**DOCUMENT TEXT**
⟨

A few layers. I don’t have time or patience or gentleness to express this differently:
Arterials are dangerous for all participants, from a ‘physics and collision’ point of view. Car accidents are common, as are ‘pedestrian fatalities’.
Arterials serve as walls, bisecting the landscape. Enough intersecting arterials feels like having walls all around you.
Arterials are expensive to build
Arterials are expensive to maintain, for example to keep clear of snow after it snows, and to repair potholes, damaged curbs, lights, and more.
Arterials represent a mix of ‘flat earth’-ism, and conspicuous consumption
Arterials are the ying to the single-family-neighborhood yang.
Arterials generate horrific noise, spreading the noise across square miles of territory. That noise is definitionally akin to intrusive thoughts, but (in my opinion) often far worse and spread everywhere. I will expand on the noise issue of these roads in a future episode.
Arterials cause many, many people to wait in line, and then race through a narrow gap in time and space, and then wait in line again. This waiting/racing push/pull dynamic creates waste of all kinds, and creates dangerous conditions as a matter of routine operations.

⟩

**DATA RECORDS**
⟨

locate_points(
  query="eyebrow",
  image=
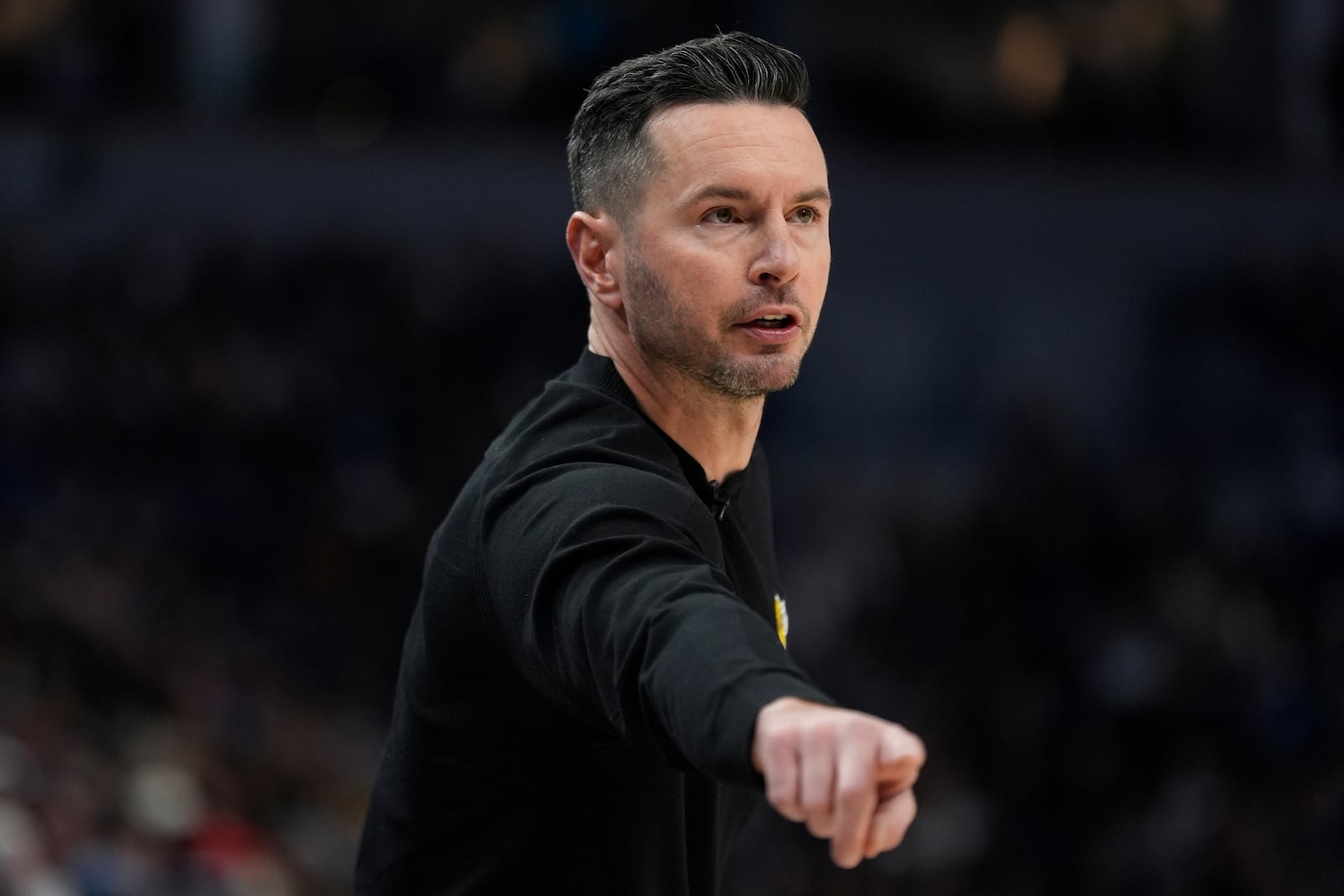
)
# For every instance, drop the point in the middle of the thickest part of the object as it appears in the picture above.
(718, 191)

⟩
⟨

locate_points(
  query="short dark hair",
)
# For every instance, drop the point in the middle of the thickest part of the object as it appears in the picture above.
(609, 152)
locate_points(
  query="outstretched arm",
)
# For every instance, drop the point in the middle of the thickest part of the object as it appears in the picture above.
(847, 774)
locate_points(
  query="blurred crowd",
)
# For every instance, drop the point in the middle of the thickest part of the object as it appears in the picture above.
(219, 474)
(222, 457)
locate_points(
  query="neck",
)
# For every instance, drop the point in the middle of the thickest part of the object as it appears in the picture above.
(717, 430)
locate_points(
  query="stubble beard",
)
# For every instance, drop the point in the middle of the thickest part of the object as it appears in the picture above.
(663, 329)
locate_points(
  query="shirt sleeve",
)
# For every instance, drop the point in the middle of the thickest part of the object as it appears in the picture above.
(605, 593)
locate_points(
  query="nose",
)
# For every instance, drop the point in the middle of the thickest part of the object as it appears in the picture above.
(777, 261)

⟩

From the arterials text:
1. What two kinds of harm does it call common on arterials?
2. What upkeep does it list as examples of the cost of maintaining arterials?
3. Across how much territory does it say arterial noise spreads?
Draw only on the arterials text, not on the material.

1. Car accidents and pedestrian fatalities.
2. Keeping them clear of snow after it snows, and repairing potholes, damaged curbs, lights, and more.
3. Square miles of territory.